PBS Pro places 3 distinct service daemons onto the classical head-node, compute-node cluster architecture. These are the queuing service daemon (known as the Server in PBS Pro), the job scheduling daemon (known as the Scheduler), and the compute engine daemon (know as the MOM). The Server and Scheduler typically run on the cluster's head node. They receive and distribute jobs submitted by users there to the compute nodes in a resource-intelligent fashion. The Server and Scheduler do not run on the compute nodes. A MOM runs on each of the compute nodes, where it accepts, monitors, and manages the work delivered to it by the scheduler. While possible, a MOM typically is not run on the cluster head node because the head node is not usually tasked for production work. A diagram of this basic arrangement is present here.

PBS Pro Job Submission Modes

The PBS Pro workload management system is design to serve as a gateway to the resources of the cluster. All jobs (both interactive and batch) submitted through PBS Pro are tracked and placed in a way that efficiently utilizes the resources while keeping potentially competing jobs out of each other's way. The assumption that PBS Pro makes to make optimal decision about job placement depends on the idea that there is no 'back-door' production work submitted to the cluster's compute nodes without PBS Pro's knowledge. When operating as designed this results in better overall throughput for the job mix and better individual job performance. As such on CUNY's HPC systems, all application runs (whether interactive or batch, development or production) should be submitted through PBS Pro. This leaves only code compilation and basic serial testing for the head-node.

Dataset excerpt:

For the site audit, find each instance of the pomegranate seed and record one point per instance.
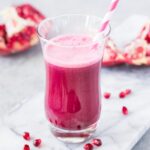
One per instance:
(26, 147)
(37, 142)
(122, 94)
(97, 142)
(128, 91)
(107, 95)
(125, 110)
(26, 136)
(88, 146)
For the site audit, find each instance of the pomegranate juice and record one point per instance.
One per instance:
(72, 82)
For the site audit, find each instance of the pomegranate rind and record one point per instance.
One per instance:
(26, 37)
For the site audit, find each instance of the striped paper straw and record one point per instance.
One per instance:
(108, 15)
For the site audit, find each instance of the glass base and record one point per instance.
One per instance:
(73, 136)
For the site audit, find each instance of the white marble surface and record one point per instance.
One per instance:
(22, 75)
(118, 132)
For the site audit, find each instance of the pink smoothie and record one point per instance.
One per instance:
(72, 82)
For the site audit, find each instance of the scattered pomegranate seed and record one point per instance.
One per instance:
(37, 142)
(26, 147)
(107, 95)
(26, 136)
(128, 91)
(97, 142)
(122, 94)
(125, 110)
(88, 146)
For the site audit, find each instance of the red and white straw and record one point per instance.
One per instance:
(108, 15)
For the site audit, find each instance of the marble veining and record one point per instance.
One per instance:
(117, 132)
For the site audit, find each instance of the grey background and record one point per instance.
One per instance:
(22, 75)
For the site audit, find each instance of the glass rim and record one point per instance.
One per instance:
(66, 15)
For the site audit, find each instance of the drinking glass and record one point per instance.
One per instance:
(73, 63)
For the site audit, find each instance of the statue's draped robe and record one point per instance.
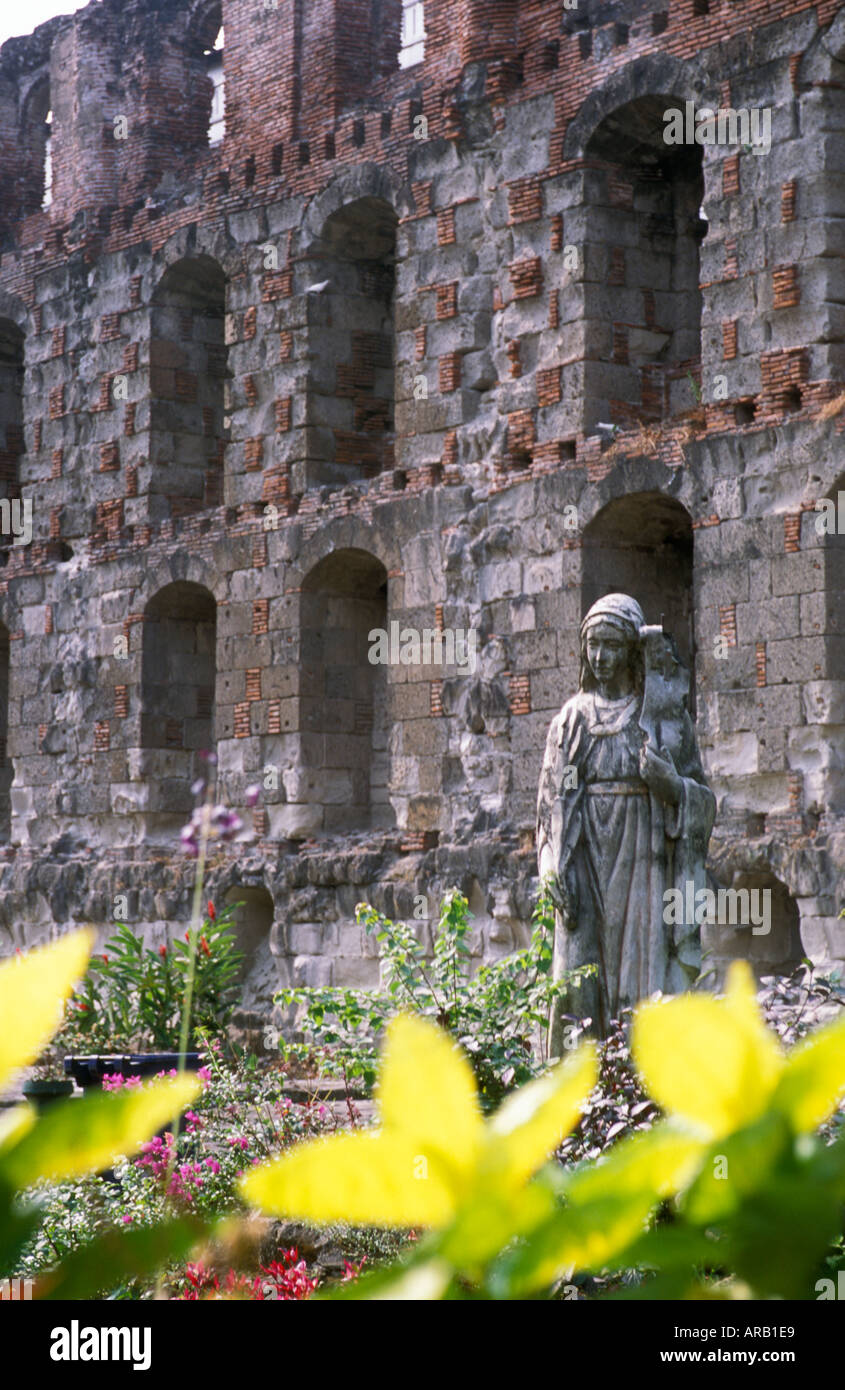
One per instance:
(617, 848)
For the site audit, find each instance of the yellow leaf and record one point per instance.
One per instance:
(14, 1123)
(813, 1079)
(377, 1179)
(417, 1285)
(660, 1161)
(705, 1061)
(531, 1122)
(78, 1137)
(32, 993)
(427, 1093)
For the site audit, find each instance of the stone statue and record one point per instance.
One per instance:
(623, 816)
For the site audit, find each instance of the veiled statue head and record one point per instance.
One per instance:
(610, 644)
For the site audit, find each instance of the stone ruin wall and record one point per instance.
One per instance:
(268, 394)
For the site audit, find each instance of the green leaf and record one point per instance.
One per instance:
(77, 1137)
(32, 991)
(813, 1079)
(118, 1257)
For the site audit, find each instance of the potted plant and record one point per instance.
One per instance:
(46, 1083)
(124, 1019)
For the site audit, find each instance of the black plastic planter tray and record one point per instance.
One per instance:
(89, 1070)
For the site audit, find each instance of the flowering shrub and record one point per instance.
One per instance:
(755, 1190)
(239, 1119)
(284, 1279)
(132, 997)
(499, 1015)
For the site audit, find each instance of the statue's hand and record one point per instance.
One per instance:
(563, 898)
(659, 774)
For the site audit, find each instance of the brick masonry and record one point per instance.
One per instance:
(348, 367)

> Directions:
A. List the three service daemons that PBS Pro places on the cluster, as described in the PBS Pro text, giving for each the name PBS Pro uses for it.
B. Rewrite the passage of the PBS Pro text from "The PBS Pro" up to and including "for the head-node.", replacing "workload management system" with "batch scheduling system".

> Answers for this exercise:
A.
- The queuing service daemon, known as the Server
- The job scheduling daemon, known as the Scheduler
- The compute engine daemon, known as the MOM

B.
The PBS Pro batch scheduling system is design to serve as a gateway to the resources of the cluster. All jobs (both interactive and batch) submitted through PBS Pro are tracked and placed in a way that efficiently utilizes the resources while keeping potentially competing jobs out of each other's way. The assumption that PBS Pro makes to make optimal decision about job placement depends on the idea that there is no 'back-door' production work submitted to the cluster's compute nodes without PBS Pro's knowledge. When operating as designed this results in better overall throughput for the job mix and better individual job performance. As such on CUNY's HPC systems, all application runs (whether interactive or batch, development or production) should be submitted through PBS Pro. This leaves only code compilation and basic serial testing for the head-node.